> TASK BRIEF
Rewrite the data starting at its first line and ending at the line containing "x=714, y=91", changing "marker" to "dot" and leaving everything else as it is.

> SOURCE MATERIAL
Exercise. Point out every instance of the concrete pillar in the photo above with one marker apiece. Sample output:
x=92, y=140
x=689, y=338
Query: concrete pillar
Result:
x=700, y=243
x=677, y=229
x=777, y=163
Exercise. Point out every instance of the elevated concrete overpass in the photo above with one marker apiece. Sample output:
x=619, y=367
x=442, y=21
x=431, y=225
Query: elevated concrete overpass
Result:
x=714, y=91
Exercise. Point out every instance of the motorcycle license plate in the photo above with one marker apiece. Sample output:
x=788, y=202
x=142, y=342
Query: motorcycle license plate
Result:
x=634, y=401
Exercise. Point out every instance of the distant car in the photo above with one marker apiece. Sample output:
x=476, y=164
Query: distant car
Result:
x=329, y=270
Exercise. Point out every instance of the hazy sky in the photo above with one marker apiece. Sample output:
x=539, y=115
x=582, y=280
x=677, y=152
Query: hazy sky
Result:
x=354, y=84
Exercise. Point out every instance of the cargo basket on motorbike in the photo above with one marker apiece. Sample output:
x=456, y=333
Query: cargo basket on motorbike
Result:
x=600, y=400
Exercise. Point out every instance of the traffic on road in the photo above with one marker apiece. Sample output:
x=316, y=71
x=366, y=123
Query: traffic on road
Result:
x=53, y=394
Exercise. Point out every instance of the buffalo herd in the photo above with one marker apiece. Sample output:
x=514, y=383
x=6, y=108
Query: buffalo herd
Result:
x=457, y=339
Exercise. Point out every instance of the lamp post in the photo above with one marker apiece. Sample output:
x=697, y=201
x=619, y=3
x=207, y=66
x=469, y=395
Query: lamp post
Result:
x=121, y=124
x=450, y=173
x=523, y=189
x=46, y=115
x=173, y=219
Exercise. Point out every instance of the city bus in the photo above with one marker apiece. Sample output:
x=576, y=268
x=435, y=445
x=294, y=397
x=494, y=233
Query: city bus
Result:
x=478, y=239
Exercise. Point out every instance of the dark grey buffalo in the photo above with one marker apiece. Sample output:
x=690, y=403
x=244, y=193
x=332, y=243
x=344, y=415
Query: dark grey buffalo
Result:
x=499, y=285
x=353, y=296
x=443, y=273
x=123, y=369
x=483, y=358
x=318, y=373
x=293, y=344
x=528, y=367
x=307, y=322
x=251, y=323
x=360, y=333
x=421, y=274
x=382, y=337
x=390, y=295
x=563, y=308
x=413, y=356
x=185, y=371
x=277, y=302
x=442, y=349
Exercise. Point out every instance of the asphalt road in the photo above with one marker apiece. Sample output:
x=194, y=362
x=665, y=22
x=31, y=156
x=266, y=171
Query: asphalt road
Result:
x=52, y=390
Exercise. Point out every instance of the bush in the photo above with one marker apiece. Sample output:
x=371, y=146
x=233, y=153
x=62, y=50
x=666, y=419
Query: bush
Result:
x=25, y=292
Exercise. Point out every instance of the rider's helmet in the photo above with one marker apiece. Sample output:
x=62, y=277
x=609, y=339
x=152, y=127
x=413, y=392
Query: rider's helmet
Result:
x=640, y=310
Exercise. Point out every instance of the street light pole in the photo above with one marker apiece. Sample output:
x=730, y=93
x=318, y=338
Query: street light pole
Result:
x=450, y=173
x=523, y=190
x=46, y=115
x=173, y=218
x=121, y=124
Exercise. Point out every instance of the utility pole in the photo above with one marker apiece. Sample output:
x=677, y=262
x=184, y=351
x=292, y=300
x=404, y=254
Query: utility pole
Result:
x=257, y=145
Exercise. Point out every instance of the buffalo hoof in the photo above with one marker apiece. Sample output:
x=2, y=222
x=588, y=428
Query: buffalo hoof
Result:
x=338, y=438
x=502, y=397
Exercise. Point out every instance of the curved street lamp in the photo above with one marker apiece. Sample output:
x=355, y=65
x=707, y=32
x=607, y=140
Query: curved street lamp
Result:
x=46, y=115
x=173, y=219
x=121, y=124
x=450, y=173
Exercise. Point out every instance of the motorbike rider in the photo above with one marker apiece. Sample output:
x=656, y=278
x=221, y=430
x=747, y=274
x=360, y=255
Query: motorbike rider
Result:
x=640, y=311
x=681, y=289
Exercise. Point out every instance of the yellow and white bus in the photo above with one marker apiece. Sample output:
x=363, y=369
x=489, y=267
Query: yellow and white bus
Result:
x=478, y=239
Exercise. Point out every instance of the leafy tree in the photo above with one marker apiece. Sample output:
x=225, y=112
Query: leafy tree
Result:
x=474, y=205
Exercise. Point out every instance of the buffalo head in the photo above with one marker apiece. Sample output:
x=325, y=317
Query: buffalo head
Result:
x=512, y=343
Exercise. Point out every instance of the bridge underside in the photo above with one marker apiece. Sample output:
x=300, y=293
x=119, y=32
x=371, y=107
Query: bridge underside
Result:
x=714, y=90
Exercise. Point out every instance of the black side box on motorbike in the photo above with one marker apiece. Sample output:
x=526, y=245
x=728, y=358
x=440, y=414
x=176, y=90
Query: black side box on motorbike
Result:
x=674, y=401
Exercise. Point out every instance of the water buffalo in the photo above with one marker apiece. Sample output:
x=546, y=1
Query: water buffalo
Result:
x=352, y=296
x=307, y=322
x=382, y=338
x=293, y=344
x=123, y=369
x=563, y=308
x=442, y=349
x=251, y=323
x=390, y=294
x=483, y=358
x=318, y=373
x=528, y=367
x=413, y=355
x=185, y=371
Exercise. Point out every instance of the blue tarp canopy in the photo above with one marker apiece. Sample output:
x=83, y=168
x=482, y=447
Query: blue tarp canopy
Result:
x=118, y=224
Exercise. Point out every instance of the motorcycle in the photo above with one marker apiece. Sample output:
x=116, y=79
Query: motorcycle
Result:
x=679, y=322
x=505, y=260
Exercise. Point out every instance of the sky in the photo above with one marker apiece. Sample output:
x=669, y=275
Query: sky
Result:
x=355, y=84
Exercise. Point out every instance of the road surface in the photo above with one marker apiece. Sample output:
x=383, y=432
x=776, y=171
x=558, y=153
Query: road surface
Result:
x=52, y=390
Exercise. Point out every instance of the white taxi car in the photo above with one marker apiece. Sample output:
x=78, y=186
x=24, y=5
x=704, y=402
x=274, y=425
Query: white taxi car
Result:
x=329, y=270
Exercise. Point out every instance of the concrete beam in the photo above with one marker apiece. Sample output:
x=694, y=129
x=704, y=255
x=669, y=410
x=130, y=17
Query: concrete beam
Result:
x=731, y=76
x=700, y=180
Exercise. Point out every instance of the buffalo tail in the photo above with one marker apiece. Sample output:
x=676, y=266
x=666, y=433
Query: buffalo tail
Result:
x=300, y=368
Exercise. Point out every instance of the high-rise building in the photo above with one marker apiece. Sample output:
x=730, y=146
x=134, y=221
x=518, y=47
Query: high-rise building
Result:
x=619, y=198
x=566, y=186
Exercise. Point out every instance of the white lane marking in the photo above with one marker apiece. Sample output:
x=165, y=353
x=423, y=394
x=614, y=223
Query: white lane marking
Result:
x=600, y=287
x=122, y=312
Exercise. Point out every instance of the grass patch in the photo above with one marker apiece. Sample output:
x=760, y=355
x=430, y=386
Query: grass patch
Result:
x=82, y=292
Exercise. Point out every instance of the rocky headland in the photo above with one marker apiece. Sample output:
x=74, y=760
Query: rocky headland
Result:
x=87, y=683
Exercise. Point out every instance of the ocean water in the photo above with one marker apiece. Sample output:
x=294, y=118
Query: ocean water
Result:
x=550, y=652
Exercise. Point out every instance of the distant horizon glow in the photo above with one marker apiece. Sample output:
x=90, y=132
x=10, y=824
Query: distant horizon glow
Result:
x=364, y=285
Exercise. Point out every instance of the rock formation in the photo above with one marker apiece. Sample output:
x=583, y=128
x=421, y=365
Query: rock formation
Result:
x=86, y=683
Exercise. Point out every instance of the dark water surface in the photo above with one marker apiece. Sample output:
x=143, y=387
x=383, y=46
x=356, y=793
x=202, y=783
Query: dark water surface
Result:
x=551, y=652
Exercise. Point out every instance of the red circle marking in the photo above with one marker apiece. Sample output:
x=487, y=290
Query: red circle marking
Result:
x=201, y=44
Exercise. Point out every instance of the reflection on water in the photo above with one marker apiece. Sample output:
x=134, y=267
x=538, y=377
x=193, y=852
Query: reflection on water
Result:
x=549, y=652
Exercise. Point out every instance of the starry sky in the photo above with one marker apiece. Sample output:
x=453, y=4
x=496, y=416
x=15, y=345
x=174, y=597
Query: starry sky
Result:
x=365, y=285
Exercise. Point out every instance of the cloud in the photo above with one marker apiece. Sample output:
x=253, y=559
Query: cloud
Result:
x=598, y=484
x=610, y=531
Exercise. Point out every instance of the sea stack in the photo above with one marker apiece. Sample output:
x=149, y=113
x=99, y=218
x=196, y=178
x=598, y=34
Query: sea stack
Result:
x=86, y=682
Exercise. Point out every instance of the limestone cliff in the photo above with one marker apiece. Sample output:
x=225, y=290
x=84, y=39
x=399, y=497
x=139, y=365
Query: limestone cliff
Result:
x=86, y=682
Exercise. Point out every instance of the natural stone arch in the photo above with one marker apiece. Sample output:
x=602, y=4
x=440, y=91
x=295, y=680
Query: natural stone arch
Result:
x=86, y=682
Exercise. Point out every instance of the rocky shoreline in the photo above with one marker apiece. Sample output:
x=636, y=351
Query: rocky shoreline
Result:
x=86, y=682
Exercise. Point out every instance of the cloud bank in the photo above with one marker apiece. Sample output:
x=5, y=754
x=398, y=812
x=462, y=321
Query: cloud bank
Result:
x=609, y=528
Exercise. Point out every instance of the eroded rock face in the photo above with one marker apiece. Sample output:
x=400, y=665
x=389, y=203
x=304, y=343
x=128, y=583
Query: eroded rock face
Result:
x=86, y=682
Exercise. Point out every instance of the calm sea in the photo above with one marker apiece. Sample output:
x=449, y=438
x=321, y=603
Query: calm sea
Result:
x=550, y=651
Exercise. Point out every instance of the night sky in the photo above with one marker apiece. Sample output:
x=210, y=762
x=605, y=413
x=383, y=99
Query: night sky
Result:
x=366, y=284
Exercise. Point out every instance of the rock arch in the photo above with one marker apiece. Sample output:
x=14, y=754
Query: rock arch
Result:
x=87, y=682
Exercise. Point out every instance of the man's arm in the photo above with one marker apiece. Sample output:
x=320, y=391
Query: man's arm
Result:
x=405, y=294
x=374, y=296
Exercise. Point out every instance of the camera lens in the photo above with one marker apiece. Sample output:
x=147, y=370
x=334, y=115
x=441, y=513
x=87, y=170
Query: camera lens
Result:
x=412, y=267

> RESULT
Exercise. Point out every instance of the concrete pillar in the photo above with one dot apiece. Sample output:
x=92, y=140
x=689, y=338
Query: concrete pillar
Result:
x=700, y=243
x=677, y=229
x=777, y=163
Exercise. Point out every instance of the elevated concrete overpass in the photo above with one dot apiece. Sample output:
x=619, y=367
x=442, y=21
x=431, y=225
Query: elevated concrete overpass
Result:
x=714, y=91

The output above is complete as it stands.